#### What is being asked:
Copy out only the span from the line with "Target: blue polo shirt" to the end of the data, both ends kept, word for word.

#### Available data:
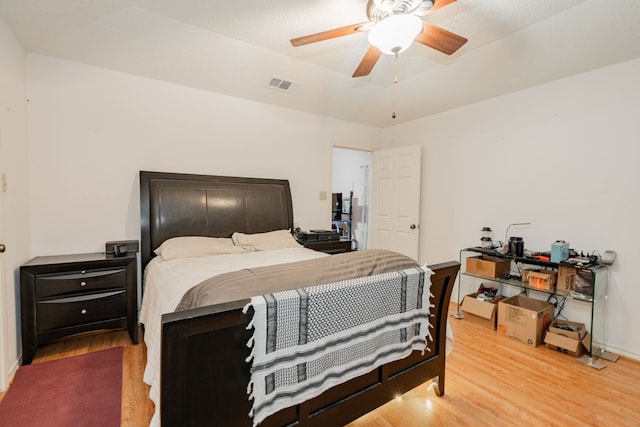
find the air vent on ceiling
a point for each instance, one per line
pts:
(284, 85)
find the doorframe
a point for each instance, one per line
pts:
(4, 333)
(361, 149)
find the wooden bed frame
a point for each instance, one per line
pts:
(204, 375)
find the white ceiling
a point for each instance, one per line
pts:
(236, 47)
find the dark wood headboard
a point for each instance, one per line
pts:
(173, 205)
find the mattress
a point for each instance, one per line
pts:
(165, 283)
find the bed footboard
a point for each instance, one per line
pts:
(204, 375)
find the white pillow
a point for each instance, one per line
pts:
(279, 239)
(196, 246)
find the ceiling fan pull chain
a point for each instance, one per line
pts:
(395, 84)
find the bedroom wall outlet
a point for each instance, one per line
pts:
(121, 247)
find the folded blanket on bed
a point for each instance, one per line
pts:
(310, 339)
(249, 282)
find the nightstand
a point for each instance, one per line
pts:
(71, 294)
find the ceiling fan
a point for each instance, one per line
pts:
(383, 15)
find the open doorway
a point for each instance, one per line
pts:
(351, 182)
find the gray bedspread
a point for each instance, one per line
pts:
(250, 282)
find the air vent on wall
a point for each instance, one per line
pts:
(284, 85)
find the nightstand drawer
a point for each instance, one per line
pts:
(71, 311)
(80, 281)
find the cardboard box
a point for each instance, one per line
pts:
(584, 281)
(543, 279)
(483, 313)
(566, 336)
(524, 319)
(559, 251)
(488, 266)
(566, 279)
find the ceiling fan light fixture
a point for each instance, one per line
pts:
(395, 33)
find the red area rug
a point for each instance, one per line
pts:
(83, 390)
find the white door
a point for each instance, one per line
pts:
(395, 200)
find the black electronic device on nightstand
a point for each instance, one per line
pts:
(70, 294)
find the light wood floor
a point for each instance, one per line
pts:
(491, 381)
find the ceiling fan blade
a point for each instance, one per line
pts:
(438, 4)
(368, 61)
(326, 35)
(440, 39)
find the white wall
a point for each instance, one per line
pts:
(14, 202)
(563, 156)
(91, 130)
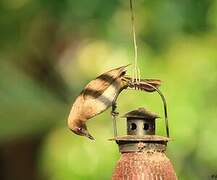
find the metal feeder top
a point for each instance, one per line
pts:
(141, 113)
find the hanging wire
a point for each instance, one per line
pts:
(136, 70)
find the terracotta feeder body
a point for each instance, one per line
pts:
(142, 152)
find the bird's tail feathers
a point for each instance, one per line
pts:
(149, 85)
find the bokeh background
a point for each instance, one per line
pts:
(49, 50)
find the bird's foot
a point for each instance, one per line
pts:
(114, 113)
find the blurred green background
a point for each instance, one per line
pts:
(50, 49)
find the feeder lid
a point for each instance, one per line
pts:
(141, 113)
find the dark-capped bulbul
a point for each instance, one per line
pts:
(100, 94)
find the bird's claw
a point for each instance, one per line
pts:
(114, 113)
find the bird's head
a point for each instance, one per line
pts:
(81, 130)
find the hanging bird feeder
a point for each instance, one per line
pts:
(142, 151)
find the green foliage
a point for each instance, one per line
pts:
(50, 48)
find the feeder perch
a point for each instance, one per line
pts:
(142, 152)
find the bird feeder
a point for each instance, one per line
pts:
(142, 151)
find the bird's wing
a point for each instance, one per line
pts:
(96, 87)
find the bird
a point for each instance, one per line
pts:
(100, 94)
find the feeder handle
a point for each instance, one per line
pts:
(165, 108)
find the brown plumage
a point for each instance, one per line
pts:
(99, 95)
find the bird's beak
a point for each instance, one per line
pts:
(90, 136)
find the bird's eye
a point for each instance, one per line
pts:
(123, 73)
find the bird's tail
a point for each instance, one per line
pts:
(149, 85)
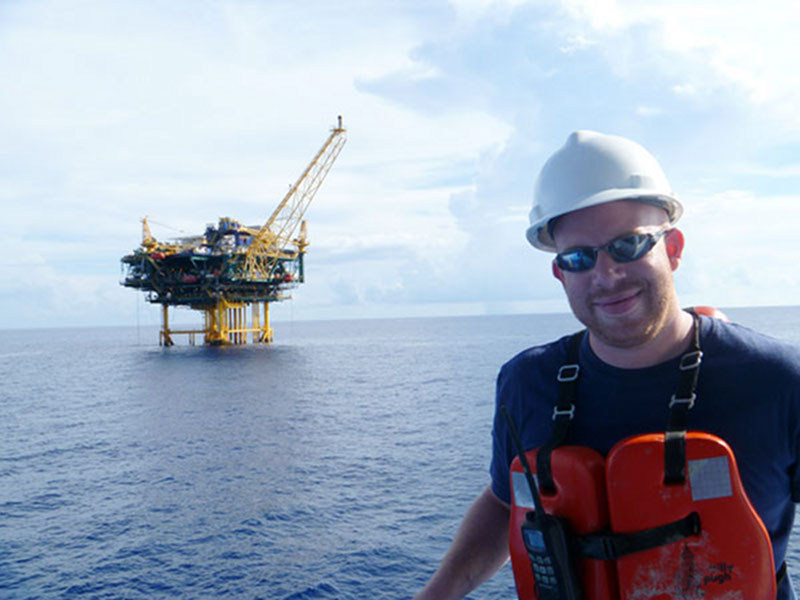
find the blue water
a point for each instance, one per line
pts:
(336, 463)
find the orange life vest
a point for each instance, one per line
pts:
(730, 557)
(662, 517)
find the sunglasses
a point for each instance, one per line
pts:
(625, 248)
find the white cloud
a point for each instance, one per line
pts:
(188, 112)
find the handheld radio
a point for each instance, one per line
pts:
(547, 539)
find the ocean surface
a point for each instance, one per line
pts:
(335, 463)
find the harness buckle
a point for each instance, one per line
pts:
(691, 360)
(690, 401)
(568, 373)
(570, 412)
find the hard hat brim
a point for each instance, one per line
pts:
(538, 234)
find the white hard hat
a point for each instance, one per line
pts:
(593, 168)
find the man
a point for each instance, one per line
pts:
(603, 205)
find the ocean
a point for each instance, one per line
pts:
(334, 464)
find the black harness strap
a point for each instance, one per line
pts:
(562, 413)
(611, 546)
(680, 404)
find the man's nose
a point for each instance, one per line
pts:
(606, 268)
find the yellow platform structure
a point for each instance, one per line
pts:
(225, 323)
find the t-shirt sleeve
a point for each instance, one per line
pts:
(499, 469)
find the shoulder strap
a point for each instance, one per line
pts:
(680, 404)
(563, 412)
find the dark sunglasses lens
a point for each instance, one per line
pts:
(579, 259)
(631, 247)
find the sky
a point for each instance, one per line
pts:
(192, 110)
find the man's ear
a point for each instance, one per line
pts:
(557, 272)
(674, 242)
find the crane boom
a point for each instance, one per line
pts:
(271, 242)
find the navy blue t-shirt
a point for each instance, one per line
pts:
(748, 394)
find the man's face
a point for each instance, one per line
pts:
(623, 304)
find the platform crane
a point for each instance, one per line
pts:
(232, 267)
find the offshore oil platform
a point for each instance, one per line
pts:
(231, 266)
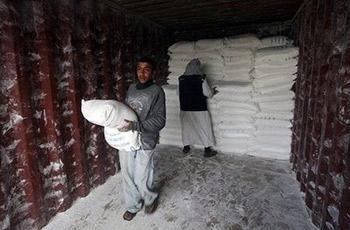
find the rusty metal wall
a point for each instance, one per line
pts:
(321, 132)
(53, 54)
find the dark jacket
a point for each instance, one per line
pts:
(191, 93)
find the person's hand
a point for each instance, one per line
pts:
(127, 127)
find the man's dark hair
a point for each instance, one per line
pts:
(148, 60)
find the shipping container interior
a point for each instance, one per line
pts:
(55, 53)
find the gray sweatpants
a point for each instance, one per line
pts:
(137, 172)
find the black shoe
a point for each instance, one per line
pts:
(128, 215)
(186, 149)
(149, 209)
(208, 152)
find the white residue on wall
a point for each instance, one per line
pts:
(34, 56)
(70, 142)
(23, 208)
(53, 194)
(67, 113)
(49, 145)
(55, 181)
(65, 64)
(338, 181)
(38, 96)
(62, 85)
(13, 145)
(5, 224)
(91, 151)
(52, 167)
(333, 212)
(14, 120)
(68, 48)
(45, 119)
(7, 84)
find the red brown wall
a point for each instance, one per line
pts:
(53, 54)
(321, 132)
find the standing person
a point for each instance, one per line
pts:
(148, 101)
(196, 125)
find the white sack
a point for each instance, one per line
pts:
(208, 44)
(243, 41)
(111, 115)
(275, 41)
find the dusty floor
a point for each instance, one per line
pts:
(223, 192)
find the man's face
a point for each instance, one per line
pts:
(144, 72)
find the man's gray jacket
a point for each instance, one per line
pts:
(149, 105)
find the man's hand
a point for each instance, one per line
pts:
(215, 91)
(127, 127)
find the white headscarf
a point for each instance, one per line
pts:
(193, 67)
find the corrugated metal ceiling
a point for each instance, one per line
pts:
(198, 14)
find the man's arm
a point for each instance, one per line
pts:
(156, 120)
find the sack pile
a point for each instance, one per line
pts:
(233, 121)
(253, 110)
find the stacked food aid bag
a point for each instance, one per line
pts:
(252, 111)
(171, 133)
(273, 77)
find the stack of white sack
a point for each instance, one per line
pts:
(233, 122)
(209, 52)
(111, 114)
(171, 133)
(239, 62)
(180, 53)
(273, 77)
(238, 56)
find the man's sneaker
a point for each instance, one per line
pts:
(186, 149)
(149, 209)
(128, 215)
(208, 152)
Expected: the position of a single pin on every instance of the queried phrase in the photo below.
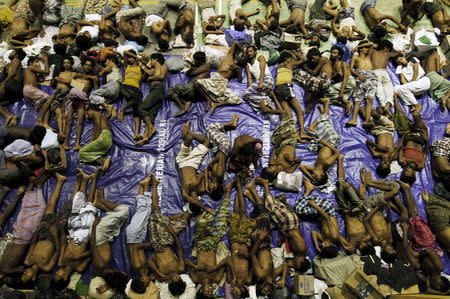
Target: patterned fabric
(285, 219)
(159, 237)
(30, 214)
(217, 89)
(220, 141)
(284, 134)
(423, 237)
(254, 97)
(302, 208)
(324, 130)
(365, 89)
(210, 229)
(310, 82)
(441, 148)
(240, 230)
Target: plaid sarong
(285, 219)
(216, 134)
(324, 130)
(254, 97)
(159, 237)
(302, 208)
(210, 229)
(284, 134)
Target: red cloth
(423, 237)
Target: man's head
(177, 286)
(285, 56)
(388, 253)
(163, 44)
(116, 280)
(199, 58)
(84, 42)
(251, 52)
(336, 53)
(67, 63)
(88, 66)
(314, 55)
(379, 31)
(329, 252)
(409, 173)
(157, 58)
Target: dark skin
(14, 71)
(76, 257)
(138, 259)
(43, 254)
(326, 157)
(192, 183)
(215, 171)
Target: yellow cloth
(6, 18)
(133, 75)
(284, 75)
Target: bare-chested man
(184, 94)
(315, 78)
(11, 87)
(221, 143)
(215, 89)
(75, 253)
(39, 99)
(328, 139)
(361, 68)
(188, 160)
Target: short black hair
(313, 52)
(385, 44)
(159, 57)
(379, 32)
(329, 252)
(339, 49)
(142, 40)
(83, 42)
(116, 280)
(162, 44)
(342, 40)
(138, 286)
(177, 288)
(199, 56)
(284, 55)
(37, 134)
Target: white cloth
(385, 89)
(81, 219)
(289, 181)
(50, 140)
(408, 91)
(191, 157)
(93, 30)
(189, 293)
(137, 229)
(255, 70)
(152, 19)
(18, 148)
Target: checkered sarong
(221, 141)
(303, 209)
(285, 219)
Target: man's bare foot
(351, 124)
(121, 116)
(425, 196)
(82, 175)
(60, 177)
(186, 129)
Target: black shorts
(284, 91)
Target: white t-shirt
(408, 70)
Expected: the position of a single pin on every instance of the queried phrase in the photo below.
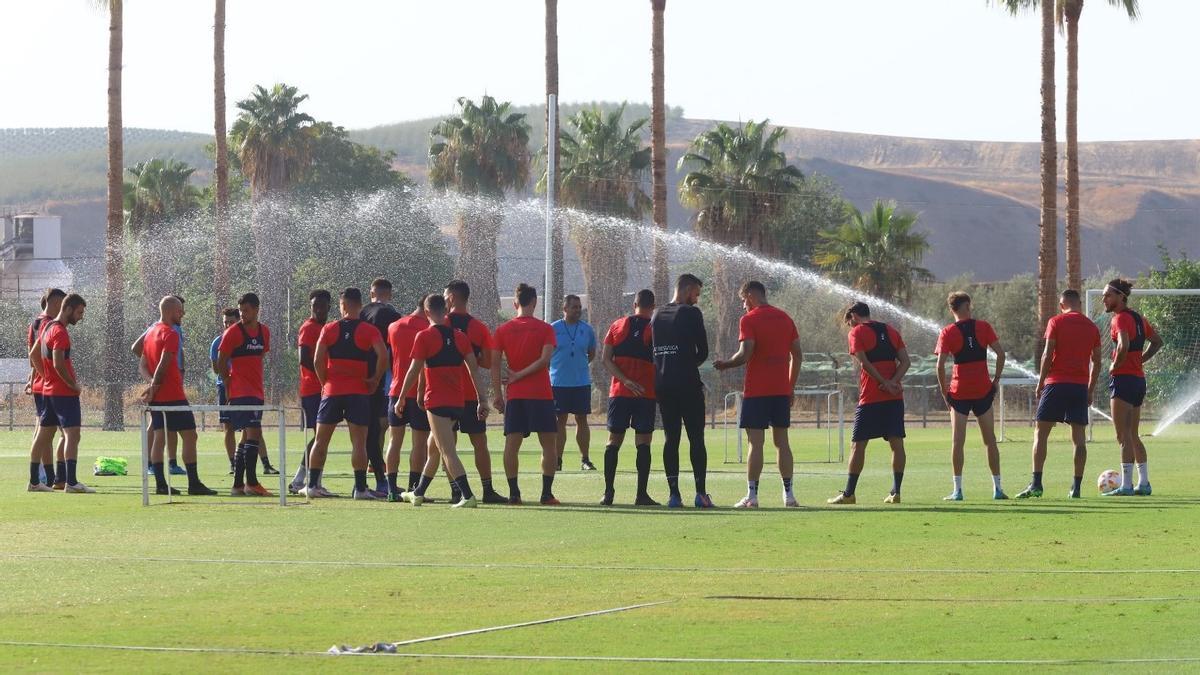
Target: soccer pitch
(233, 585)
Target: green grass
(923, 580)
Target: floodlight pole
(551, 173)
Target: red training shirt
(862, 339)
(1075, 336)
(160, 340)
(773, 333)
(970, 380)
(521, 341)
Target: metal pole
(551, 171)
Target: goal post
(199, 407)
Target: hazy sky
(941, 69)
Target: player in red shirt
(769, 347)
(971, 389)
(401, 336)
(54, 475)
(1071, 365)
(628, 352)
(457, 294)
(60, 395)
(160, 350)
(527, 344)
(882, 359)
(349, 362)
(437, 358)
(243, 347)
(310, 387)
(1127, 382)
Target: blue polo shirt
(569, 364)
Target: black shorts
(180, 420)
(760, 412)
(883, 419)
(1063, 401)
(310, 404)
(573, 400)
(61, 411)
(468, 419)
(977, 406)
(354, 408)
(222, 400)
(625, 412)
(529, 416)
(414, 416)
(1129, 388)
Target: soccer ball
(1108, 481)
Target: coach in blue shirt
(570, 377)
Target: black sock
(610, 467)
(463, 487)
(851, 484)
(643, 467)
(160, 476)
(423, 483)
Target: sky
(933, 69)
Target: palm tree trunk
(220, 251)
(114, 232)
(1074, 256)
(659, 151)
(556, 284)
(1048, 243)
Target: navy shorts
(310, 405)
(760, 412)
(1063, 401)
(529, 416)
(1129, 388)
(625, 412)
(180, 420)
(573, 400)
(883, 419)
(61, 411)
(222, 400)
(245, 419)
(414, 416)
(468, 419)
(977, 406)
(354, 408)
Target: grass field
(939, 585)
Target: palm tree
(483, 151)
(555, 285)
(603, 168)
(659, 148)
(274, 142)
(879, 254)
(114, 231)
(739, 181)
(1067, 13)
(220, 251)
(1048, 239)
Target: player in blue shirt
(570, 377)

#### Task output:
Target: blue polo shirt
(569, 364)
Target: black shorts
(180, 420)
(760, 412)
(883, 419)
(1063, 401)
(310, 404)
(573, 400)
(61, 411)
(468, 419)
(977, 406)
(354, 408)
(222, 400)
(625, 412)
(529, 416)
(414, 416)
(1129, 388)
Target: soccer ball
(1108, 481)
Target: coach in blue shirt
(570, 377)
Target: black sock
(610, 467)
(463, 487)
(851, 484)
(643, 467)
(160, 476)
(423, 483)
Target: sky
(933, 69)
Target: palm tree trunk
(220, 251)
(114, 232)
(1074, 256)
(659, 151)
(556, 284)
(1048, 243)
Target: navy shorts
(310, 405)
(760, 412)
(1063, 401)
(529, 416)
(1129, 388)
(625, 412)
(180, 420)
(573, 400)
(883, 419)
(61, 411)
(222, 400)
(245, 419)
(414, 416)
(468, 419)
(977, 406)
(354, 408)
Target: grass field
(939, 585)
Target: palm tree
(483, 151)
(555, 285)
(603, 168)
(659, 148)
(274, 142)
(879, 254)
(114, 231)
(739, 181)
(1067, 13)
(220, 251)
(1048, 239)
Target: player in blue shirt
(570, 377)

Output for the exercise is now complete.